* **Work required**
To complete this task, print all the data below exactly but leave out the images.
>>>
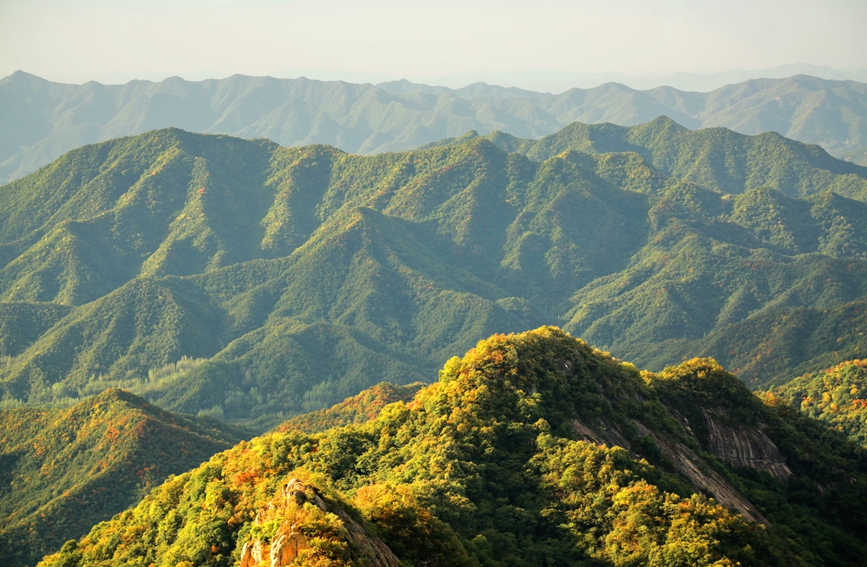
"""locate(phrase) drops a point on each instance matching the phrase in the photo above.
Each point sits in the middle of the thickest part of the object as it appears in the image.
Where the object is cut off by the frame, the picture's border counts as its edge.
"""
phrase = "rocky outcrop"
(685, 461)
(743, 447)
(291, 539)
(703, 477)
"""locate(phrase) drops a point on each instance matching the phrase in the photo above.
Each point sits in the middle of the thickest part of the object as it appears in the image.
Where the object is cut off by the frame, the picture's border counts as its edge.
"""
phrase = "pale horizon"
(449, 43)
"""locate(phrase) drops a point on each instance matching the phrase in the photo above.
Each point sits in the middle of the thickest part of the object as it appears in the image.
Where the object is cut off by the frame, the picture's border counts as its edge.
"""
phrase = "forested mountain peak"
(532, 449)
(65, 469)
(46, 119)
(288, 279)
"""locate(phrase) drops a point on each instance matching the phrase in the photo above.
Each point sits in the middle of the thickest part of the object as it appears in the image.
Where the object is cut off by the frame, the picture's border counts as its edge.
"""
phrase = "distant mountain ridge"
(40, 120)
(533, 449)
(241, 279)
(64, 470)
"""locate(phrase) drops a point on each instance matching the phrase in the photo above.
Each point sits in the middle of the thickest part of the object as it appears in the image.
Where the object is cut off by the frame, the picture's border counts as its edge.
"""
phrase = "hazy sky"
(114, 40)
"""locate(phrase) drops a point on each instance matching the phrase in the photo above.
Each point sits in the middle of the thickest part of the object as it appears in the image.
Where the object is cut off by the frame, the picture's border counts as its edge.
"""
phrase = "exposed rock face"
(692, 466)
(705, 478)
(742, 447)
(289, 541)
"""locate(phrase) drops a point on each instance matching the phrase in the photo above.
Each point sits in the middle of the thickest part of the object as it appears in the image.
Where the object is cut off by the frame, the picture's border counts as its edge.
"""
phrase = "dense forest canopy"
(46, 119)
(534, 449)
(243, 280)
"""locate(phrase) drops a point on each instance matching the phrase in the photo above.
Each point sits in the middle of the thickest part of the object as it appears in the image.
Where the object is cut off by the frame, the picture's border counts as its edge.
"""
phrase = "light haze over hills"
(42, 119)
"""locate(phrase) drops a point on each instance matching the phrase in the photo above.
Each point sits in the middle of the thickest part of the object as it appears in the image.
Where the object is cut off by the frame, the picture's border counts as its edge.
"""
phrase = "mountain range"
(64, 470)
(40, 120)
(533, 449)
(240, 279)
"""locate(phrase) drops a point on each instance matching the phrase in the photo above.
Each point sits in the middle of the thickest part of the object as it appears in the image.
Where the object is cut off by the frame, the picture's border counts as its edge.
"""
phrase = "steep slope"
(65, 470)
(296, 277)
(42, 120)
(715, 158)
(836, 395)
(534, 449)
(361, 408)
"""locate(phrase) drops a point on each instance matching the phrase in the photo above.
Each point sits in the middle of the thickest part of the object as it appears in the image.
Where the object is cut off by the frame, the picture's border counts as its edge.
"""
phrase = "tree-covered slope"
(715, 158)
(534, 449)
(63, 470)
(296, 277)
(42, 120)
(836, 395)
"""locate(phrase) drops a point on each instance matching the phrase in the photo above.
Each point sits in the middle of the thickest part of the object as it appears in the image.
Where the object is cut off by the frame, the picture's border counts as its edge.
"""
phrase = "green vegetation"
(357, 409)
(64, 470)
(506, 460)
(51, 119)
(837, 396)
(237, 279)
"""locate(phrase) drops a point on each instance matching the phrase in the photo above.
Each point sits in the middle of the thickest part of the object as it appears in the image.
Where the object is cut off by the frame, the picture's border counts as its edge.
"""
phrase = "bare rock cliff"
(288, 530)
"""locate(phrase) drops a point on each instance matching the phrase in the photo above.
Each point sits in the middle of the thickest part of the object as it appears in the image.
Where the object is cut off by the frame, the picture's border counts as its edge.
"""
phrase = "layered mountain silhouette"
(64, 470)
(42, 120)
(534, 449)
(245, 280)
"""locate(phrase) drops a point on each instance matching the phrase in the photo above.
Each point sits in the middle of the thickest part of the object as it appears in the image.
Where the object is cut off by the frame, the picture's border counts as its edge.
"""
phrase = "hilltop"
(534, 449)
(64, 470)
(240, 279)
(43, 120)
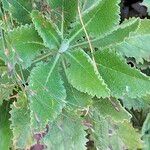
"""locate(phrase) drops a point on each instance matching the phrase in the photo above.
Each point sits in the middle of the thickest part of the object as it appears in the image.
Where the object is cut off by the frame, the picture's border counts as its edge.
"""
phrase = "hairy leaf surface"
(47, 94)
(120, 78)
(115, 37)
(46, 30)
(95, 21)
(137, 45)
(69, 133)
(23, 44)
(82, 74)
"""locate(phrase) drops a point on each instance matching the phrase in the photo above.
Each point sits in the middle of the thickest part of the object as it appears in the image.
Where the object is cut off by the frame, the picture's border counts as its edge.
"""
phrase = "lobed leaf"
(46, 94)
(117, 36)
(95, 20)
(120, 78)
(137, 45)
(46, 30)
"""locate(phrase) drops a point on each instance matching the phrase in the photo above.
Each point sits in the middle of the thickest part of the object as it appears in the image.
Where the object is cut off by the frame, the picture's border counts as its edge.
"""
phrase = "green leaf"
(47, 94)
(136, 103)
(146, 133)
(20, 123)
(111, 108)
(6, 85)
(117, 36)
(46, 30)
(107, 134)
(147, 4)
(5, 132)
(129, 136)
(95, 20)
(24, 44)
(83, 76)
(75, 98)
(65, 11)
(69, 133)
(104, 135)
(120, 78)
(137, 45)
(20, 10)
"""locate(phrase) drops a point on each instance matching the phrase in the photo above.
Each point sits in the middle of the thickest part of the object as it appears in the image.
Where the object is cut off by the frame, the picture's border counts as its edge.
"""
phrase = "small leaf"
(46, 30)
(47, 94)
(69, 133)
(82, 75)
(20, 118)
(120, 78)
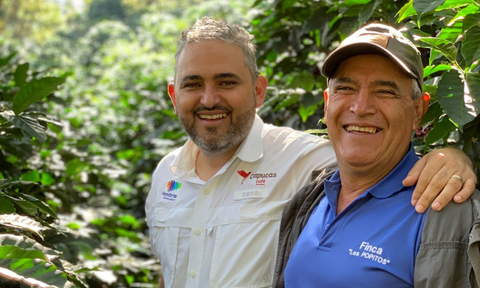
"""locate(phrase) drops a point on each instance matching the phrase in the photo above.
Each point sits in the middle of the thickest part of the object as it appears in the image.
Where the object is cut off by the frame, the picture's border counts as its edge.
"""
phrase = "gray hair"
(209, 29)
<<<
* **Exercise answer**
"""locate(phrase) drops a point on each instance matching the phrase in the photo above.
Each point sits in the middle of the thickest part of the object as it appears in the image.
Where the object is cut off by the frame, the picture's border counts as its edge.
"""
phrase = "rocky outcrop"
(685, 461)
(743, 447)
(291, 539)
(703, 477)
"""locate(phrase) drops a point on each instance matching the phrase in the photo above.
Each point sits in the middle of the thickest part of the object as it appears in the image.
Where the object is cut off by the frame, the picture's border counts as its edge.
"""
phrase = "pale horizon"
(449, 43)
"""locate(phrase) drops a point on each instance matching the phrase in the photo above.
Each point sits in the middle of the thickest part of the object as it appears in the image.
Where the object is cut off by the frame, the picture's border counts as its edge.
"""
phrase = "forested mountain peak"
(532, 449)
(65, 469)
(46, 119)
(288, 279)
"""locate(phrase) drops a point on each instance matching the phrase in the photo above.
Each point sits in the middle of the thickest part of the object as it appears in the image.
Where the object is cut off by the frame, the picture's border counts as its edge.
"""
phrase = "distant mountain ridge"
(40, 120)
(533, 449)
(241, 279)
(64, 470)
"""locate(phrase) drops a point on each instance matching the phrase in the photo above.
Each point sits in the middle of the thickest part of the object as it appears in the image.
Where the object is cut off by the frame, the picture's border counts as its edge.
"""
phrase = "hazy sky"
(114, 40)
"""locate(phrase) drops a point on each instance matching the phrase in the photo above.
Each point sits in the middle of the thickest part of the object as it appears in the image.
Where the object is cut off by the frame, the picture's border counts as its edge.
"""
phrase = "exposed rock face"
(692, 466)
(705, 478)
(742, 447)
(289, 541)
"""locate(phrase) drops a point on each instance matching the phrase in the photo above.
Each point sits in the middle of the thickest part of the object as it appears in the image.
Where the object is cut off by the frame, the picture's border counts as its edge.
"""
phrase = "dense forest canopy"
(46, 119)
(534, 449)
(243, 280)
"""locate(phrase) drops a point on each instance matching the phrase in the photo above.
Each point sits in the middle of the thickest part of the object as it appears in the image.
Where the object is cut off by the frame, the picture's border counts as its edge.
"""
phrase = "light haze over hills"
(42, 119)
"""locate(phrase) drops a point on each instance matching the phrase in the photo above.
Each point sits in the middle of the thickest part of the object as it appears in the image.
Where the object is cut off by the frame, the picture's border counts as its edge.
"""
phrase = "mountain range"
(64, 470)
(40, 120)
(533, 449)
(240, 279)
"""locate(phrase) drops a point on each instance matching the phrase in the photo above.
Each point sits in the middle of the thickest part of the object as it appears in the image.
Where the object is cut off by the frame, the picture's border counts as its edge.
"""
phrase = "steep slope"
(65, 470)
(296, 277)
(42, 120)
(715, 158)
(836, 395)
(534, 449)
(361, 408)
"""locate(phrase) drops a point on each instance matching the phrase in the photo above.
Each point sits in the middle of the thickest part of the object as it appears in the image.
Where the object is cut off by the frame, the picture's border counts as its edge.
"""
phrase = "tree-covered slope"
(715, 158)
(534, 449)
(63, 470)
(296, 277)
(42, 120)
(836, 395)
"""locate(phrase) drops a point on each instance matching the phrase in the photo above.
Each point sits in the middle of the thickest part of the object as it appears in the image.
Where the object is cut off by the frame, the picture's border counts as its edge.
"""
phrase = "green vegetation"
(357, 409)
(64, 470)
(506, 460)
(51, 119)
(837, 396)
(237, 279)
"""locate(phrase) drops a point on each instance matching the phrase in the photo above.
Each point sits in the middle of the thickest part of the object as it appears in the image.
Where the object is cut off by the frame, the picture's border counts as its edge.
"""
phrase = "bare rock cliff"
(288, 530)
"""locate(phrase) drops a point on each instance matching the phrase in the photo above.
Each point sits in the middle of the thickest part of the object as it appears in the image.
Where the object is cut off by the frame, the picture's border counts as its edge.
"""
phrase = "layered mountain silhouette"
(64, 470)
(42, 120)
(534, 449)
(245, 280)
"""locate(phrase) drops a point on each instance matching the phrase in the photo above.
Each point sits in the middle of the thickest part of the object as it appears in the image.
Where the object is cut off by the frame, the picture's border counts as its edge.
"""
phrase = "hilltop"
(534, 449)
(64, 470)
(240, 279)
(43, 120)
"""locate(phrase) drops a point on each instance matching the phrase in the photo above.
Each point sits in the middle of the thickest part of the object as it appears in the image.
Where the object is cut off by the frame, the picture's border counts as its edge.
"""
phrase = "hairy leaf surface"
(47, 94)
(120, 78)
(115, 37)
(46, 30)
(95, 21)
(137, 45)
(69, 133)
(23, 44)
(82, 74)
"""locate(phrase) drops a point on each instance matching the phrase in the photo above.
Each point sits in the middle of the thickest part of the object as it appears in the image.
Where the object is cut off by the frame, the picture's border counts as its edge.
"""
phrase = "lobed leaf"
(46, 94)
(117, 36)
(95, 20)
(120, 78)
(137, 45)
(46, 30)
"""locate(phrase) drops a point on each instance matching the phrase in the photo above.
Each point sits in the middle of the thickest part of the object as it appears in the image.
Where the object is cut off by the frame, the picture's border counts as its edge.
"""
phrase = "green leaf"
(47, 94)
(136, 103)
(146, 133)
(20, 123)
(111, 108)
(6, 85)
(117, 36)
(46, 30)
(107, 134)
(147, 4)
(5, 132)
(129, 136)
(95, 20)
(24, 44)
(83, 76)
(75, 98)
(65, 11)
(69, 133)
(104, 135)
(120, 78)
(137, 45)
(20, 10)
"""locate(phrase) drops a point on each instance matching the phrase in the photo above.
Each point sits in the middle of the thickest part of the object as it appears in the image.
Where the object is cut off by the frame, the picture's border counts as its edge.
"""
phrase = "small leaf"
(46, 30)
(47, 94)
(69, 133)
(82, 75)
(20, 118)
(120, 78)
"""locate(phrase) drops a point on each instance matching the phrase in the photo above.
Each point sits in the middle of the thickest part of the object as it appears in the image.
Where the object is cut off by the frame, the picture's border counts as its edge.
"""
phrase = "gray hair"
(209, 29)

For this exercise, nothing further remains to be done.